* RECORDS PROVIDED *
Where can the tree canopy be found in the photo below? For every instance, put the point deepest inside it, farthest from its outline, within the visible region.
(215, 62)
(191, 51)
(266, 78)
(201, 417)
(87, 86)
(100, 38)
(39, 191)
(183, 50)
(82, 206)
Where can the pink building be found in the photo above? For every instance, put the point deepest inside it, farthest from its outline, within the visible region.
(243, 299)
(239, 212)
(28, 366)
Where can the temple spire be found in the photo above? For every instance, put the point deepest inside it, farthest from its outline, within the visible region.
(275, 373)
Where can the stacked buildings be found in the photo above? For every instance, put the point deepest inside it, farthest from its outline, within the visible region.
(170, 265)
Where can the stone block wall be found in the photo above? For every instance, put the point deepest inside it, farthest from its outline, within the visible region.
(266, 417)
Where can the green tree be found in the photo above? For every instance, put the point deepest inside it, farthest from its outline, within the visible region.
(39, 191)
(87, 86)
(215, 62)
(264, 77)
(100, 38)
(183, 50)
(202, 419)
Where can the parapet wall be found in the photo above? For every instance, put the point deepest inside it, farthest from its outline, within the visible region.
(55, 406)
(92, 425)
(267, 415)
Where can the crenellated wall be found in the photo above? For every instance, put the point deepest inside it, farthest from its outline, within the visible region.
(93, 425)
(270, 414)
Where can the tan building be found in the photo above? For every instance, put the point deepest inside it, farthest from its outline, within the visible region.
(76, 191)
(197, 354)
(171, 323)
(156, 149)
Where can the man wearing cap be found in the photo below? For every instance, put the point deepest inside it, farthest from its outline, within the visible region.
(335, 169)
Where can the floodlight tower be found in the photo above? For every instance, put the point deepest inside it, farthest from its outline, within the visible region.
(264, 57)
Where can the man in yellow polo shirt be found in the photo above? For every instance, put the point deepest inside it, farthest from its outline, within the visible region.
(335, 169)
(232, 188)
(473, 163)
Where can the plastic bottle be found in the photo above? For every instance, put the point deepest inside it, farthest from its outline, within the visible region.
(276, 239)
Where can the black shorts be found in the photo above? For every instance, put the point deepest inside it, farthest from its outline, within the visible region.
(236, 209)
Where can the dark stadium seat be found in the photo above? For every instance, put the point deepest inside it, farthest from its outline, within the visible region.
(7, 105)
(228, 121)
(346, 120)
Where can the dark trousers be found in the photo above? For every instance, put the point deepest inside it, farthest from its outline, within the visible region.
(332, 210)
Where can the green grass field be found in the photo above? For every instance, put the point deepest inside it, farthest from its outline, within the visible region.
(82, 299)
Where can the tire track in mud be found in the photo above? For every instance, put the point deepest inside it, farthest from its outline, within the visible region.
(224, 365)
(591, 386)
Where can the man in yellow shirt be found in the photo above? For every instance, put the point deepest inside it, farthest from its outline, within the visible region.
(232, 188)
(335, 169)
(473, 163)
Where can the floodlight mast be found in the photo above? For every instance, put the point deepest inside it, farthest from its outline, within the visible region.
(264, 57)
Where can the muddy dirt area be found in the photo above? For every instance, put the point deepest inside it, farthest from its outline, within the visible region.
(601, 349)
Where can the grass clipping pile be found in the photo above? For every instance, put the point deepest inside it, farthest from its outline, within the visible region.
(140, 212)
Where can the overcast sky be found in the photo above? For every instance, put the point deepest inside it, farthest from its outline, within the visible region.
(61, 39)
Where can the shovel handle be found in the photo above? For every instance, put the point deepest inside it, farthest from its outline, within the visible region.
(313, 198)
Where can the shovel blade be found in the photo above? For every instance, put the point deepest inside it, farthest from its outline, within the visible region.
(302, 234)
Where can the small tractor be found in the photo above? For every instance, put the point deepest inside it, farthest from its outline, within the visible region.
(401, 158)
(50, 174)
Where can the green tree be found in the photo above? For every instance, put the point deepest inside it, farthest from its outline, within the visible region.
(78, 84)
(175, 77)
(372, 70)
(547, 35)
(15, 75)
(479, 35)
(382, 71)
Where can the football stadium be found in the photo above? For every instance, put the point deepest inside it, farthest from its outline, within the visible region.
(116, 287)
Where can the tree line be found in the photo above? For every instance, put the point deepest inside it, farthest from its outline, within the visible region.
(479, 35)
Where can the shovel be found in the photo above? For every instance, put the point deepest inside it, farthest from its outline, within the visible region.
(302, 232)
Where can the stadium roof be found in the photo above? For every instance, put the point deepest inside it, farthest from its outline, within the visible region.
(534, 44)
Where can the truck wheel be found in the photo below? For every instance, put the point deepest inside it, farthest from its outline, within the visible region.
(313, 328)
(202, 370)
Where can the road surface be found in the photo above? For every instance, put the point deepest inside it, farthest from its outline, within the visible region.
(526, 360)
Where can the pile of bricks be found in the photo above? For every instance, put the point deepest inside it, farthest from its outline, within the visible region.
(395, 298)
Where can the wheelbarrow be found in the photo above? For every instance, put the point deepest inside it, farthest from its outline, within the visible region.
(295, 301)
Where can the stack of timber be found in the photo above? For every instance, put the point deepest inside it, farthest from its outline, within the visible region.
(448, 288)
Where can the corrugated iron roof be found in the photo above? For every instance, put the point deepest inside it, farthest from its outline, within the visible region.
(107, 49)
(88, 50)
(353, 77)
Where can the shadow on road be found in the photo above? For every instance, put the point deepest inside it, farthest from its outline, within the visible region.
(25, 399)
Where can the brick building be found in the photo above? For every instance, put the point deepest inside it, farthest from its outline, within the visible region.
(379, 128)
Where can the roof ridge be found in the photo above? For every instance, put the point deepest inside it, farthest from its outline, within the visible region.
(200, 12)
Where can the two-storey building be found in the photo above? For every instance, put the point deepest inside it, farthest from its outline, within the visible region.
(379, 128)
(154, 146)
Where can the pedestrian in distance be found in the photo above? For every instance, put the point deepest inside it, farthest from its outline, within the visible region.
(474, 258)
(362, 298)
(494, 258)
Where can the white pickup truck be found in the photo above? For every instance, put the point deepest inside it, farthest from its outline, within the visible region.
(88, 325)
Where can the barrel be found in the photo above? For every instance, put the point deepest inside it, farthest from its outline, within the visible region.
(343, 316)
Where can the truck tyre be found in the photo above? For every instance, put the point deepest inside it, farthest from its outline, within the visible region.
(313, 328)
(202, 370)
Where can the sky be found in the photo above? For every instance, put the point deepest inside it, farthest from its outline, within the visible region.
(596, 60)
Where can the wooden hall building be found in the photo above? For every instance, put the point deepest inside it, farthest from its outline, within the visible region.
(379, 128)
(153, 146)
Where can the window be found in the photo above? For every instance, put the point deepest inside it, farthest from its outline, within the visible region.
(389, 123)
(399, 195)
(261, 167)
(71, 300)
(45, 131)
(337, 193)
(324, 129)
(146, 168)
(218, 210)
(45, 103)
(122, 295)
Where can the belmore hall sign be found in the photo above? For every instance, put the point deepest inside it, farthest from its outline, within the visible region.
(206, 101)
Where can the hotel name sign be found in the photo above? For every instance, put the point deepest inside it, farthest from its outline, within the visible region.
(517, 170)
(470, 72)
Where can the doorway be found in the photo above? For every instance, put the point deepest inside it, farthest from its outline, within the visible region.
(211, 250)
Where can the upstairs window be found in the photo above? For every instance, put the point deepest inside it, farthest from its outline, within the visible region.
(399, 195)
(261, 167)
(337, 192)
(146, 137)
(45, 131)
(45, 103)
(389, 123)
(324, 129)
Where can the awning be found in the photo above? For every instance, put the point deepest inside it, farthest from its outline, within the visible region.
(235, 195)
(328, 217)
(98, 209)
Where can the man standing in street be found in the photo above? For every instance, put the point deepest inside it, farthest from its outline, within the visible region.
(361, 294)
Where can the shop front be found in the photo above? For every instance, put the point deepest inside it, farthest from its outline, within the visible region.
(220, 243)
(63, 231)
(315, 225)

* WHAT YOU NEED TO DO *
Exactly as shown, repeat every record.

* THE REPLY *
Where can the tree canopy be found in the photo below? For every instance, put the point deepest inside it, farthest from its outline, within the visible region.
(215, 62)
(191, 51)
(266, 78)
(201, 417)
(87, 86)
(100, 38)
(39, 191)
(183, 50)
(82, 206)
Where can the pink building be found in the photo above? For every instance, put the point deepest inside it, farthest from its outline, within the visible region.
(243, 299)
(239, 212)
(28, 366)
Where can the temple spire be found in the photo above? For every instance, put the point deepest inside it, farthest from its outline, within the visible region.
(275, 373)
Where can the stacked buildings be found in the photo above? For every instance, put the point deepest inside it, farthest from its outline, within the visible region.
(170, 265)
Where can the stone block wall be found in the photo above? For every instance, put the point deepest inside it, farthest from its outline, within the visible region.
(266, 417)
Where can the green tree be found in the photo above? For every instance, put the point deepest inside it, farthest from its outline, within the visible region.
(39, 191)
(87, 86)
(215, 62)
(264, 77)
(100, 38)
(183, 50)
(202, 419)
Where can the parapet wall be found in the photo above? For every instance, put the point deepest inside it, farthest from its outline, within the visible region.
(55, 406)
(92, 425)
(267, 415)
Where can the crenellated wall be found in the photo above? For every instance, put the point deepest inside it, farthest from its outline, within the visible region.
(93, 425)
(270, 414)
Where can the tan building be found in the photo above? For every instance, put the point deepest inside it, farthest from its outline, within the visible region.
(76, 191)
(197, 354)
(171, 323)
(156, 149)
Where can the man wearing cap be found in the photo below? For every instance, put the point deepest inside it, farthest from its outline, within the visible region.
(335, 169)
Where can the floodlight tower be found in the photo above? For every instance, put the point deepest inside it, farthest from its outline, within the visible region.
(264, 57)
Where can the man in yellow polo shirt be found in the photo above? For every instance, put the point deepest inside it, farthest from its outline, within the visible region.
(335, 169)
(232, 188)
(473, 163)
Where can the plastic bottle be found in the photo above? For every instance, put the point deepest inside it, farthest from its outline, within the visible region.
(276, 239)
Where can the black shorts be found in the photo above? For every instance, put the point deepest inside it, farthest from its outline, within the visible region.
(236, 209)
Where can the dark stadium seat be found in the photo above? For every instance, put the point deepest inside it, farthest from its outline, within the visible region.
(7, 105)
(228, 121)
(346, 120)
Where can the dark trousers be found in the photo above? For every instance, put the point deepest inside it, farthest from its outline, within the visible region.
(332, 210)
Where can the green grass field be found in the photo above? For every instance, put the point deepest inside it, farthest from its outline, within the visible region.
(82, 299)
Where can the tire track in mud be found in the photo above? For every instance, put the point deepest inside it, farthest from its outline, within the visible region.
(224, 365)
(591, 386)
Where can the man in yellow shirt be found in the photo above? For every instance, put the point deepest inside it, farthest from its outline, within the visible region.
(232, 188)
(335, 169)
(473, 163)
Where can the floodlight mast be found in the photo above? For every instance, put the point deepest inside it, farthest from its outline, within the visible region.
(264, 57)
Where can the muddy dirt area be found in the photo above? For every instance, put the point deepest inside it, farthest from its outline, within the visible region.
(601, 349)
Where can the grass clipping pile be found in the photo above? For every instance, put the point deepest inside it, farthest from its outline, within the visible region.
(140, 212)
Where can the overcast sky be found in the photo above? For every instance, put the point deepest inside it, farthest from its outline, within the visible region.
(61, 39)
Where can the shovel handle be found in the photo above? For every instance, put the point deepest inside it, farthest from its outline, within the visible region.
(313, 198)
Where can the shovel blade be found in the photo above? For every instance, put the point deepest inside it, farthest from its outline, within the visible region.
(302, 234)
Where can the small tractor be found in the photo above? For every instance, put the point deepest inside it, farthest from its outline, within the visible region.
(401, 158)
(50, 174)
Where can the green tree be found in the photo above? For every instance, put the point deepest inside it, farthest from its outline, within the visible region.
(78, 84)
(175, 77)
(372, 70)
(547, 35)
(15, 75)
(479, 35)
(382, 71)
Where can the football stadium be found in the photo above? For every instance, put the point deepest inside it, farthest from its outline, within the visible region.
(116, 287)
Where can the tree line be found in the photo above? For every instance, put the point deepest inside it, farthest from its outline, within the visible region.
(479, 35)
Where can the shovel be found in the photo above? For every instance, put the point deepest inside it, farthest from its outline, within the visible region.
(302, 232)
Where can the stadium roof be found in the photo above? For every instance, put the point deepest inside it, farthest from its outline, within the visible region.
(534, 44)
Where can the truck wheel be found in the photo below? For every instance, put the point deepest inside it, farthest from its outline, within the visible region.
(313, 328)
(202, 370)
Where can the road surface be found in the photo above? For every instance, put the point deepest inside it, farthest from its outline, within the visible region.
(526, 360)
Where can the pile of bricks be found in the photo above? For every instance, put the point deepest inside it, farthest from its outline, within the visible region.
(395, 298)
Where can the wheelbarrow be found in the photo above? For every instance, put the point deepest inside it, farthest from its outline, within the visible region.
(295, 301)
Where can the stack of timber be found in the photo above? For every instance, put the point deepest inside it, farthest from its outline, within the visible region.
(448, 288)
Where can the corrugated iron roof be found in the photo above? For every instance, put the point deepest inside it, farthest from its outline, within the visible region.
(107, 49)
(88, 50)
(353, 77)
Where can the shadow on road be found in the photo above? For every instance, put the point deepest inside it, farthest from its outline, within the visible region.
(25, 399)
Where can the brick building be found in the photo above? For every instance, put the point deepest inside it, farthest from its outline, within the visible region.
(379, 128)
Where can the roof ridge be found in the photo above? For every instance, put the point deepest inside it, farthest from its outline, within the visible region.
(200, 12)
Where can the two-storey building be found in the photo above? For every instance, put the point deepest inside it, farthest from its outline, within the visible region.
(379, 128)
(154, 146)
Where can the pedestrian in distance be found in the photo above? For every instance, put the point deepest inside it, farthest from its outline, within the visible region.
(474, 258)
(362, 298)
(494, 258)
Where can the white pickup truck be found in the photo above? For every instance, put the point deepest inside it, farthest from its outline, within the visible region.
(88, 325)
Where can the barrel be found in the photo above? For every instance, put the point deepest inside it, farthest from its outline, within the visible region.
(343, 316)
Where can the truck tyre be found in the photo above? For every instance, put the point deepest inside it, farthest from its outline, within the visible region.
(313, 328)
(202, 370)
Where can the sky be found in the photo above? For every instance, put the point deepest inside it, farthest from its outline, within the visible region.
(596, 60)
Where can the wooden hall building be found in the photo above? For every instance, put the point deepest inside it, farthest from its outline, within the visible region.
(379, 128)
(153, 146)
Where can the window be found in the photo above? For every instance, put the point deepest inside it, farthest from its outline, within the visible region.
(389, 123)
(399, 195)
(261, 167)
(71, 300)
(45, 131)
(337, 193)
(324, 129)
(146, 168)
(218, 210)
(45, 103)
(122, 295)
Where can the belmore hall sign be found in the photo above? For every instance, put the point deepest inside it, farthest from its outline, within the visible region.
(206, 101)
Where can the hotel name sign be found in the photo above? For every instance, put the point deepest inside it, farthest from its outline, within the visible region.
(517, 170)
(470, 72)
Where can the doorway be found in the photo above? For every instance, put the point deepest inside it, farthest from its outline, within the visible region.
(211, 250)
Where can the upstairs window be found in the photo above? For every instance, put the point deepest inside it, farthest from its outline, within the visible region.
(399, 195)
(261, 167)
(337, 192)
(146, 137)
(45, 131)
(45, 103)
(389, 123)
(324, 129)
Where can the awning be found in the photo above? For every instance, put the point deepest inside it, farthest from its outline, within the visible region.
(235, 195)
(328, 217)
(98, 209)
Where can the man standing in street be found in the photo above? For every instance, put the point deepest inside it, farthest from its outline, within the visible region.
(361, 294)
Where can the shop front be found in the photo above? For every instance, put the point deepest inside it, farthest from its outline, within the visible region.
(220, 243)
(63, 231)
(315, 225)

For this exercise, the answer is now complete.